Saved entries
>>
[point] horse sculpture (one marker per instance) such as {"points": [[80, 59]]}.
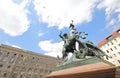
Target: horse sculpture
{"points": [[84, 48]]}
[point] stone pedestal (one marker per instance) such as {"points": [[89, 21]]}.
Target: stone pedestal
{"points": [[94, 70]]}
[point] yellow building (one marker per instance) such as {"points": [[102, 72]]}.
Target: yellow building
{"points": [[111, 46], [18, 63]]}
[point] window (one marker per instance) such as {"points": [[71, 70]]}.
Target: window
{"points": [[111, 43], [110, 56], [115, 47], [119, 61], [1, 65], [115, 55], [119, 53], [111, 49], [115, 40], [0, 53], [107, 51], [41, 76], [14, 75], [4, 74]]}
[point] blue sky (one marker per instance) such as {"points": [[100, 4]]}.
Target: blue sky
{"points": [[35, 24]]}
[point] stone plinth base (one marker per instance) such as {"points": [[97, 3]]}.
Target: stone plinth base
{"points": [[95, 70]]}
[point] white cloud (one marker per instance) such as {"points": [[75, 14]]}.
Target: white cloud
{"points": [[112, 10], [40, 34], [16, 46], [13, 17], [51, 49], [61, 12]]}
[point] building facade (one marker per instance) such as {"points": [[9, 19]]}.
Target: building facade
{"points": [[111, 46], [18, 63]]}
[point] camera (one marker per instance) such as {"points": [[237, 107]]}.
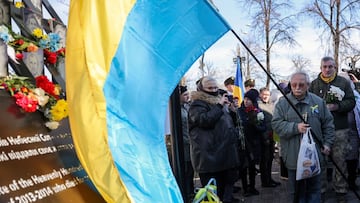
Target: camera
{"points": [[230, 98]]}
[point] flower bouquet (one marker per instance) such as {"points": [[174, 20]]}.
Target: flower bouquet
<<
THE TASK
In the data above, find each line that has the word "bouquet" and copy it out.

SOLUTION
[point] flower bouquet (one marker per instance) such as {"points": [[174, 20]]}.
Target: flower bouquet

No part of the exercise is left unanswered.